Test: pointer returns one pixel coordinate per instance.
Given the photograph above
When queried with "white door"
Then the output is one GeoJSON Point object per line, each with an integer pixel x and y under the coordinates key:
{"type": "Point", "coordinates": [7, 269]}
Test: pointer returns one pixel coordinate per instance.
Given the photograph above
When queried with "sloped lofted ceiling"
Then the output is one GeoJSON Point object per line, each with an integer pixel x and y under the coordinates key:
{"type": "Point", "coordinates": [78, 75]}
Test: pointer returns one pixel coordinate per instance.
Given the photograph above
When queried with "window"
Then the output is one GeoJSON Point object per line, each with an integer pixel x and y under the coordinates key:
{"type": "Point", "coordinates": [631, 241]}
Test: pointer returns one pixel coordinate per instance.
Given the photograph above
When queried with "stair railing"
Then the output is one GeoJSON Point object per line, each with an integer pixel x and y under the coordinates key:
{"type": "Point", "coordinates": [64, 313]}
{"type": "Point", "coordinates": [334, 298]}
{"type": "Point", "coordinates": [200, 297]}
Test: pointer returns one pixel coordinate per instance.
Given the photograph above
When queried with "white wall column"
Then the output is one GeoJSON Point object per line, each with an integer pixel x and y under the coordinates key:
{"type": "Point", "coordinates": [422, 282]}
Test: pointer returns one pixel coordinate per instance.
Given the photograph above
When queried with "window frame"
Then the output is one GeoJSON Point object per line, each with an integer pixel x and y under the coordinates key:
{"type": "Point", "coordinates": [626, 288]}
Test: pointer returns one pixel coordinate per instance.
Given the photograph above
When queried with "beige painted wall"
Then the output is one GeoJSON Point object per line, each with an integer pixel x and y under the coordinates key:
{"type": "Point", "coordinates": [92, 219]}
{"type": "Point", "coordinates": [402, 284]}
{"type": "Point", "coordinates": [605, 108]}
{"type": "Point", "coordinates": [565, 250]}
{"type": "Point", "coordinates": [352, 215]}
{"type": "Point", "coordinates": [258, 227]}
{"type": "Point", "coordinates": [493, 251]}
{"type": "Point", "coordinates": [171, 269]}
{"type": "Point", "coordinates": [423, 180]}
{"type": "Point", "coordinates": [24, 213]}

********************

> **Goal**: Return each line of the material above that contains the string "queried".

> **Task solution**:
When queried with "white door"
When queried with "sloped lofted ceiling"
When queried with "window"
When queried with "stair railing"
When queried with "white wall column"
When queried with "window frame"
When queried with "beige painted wall"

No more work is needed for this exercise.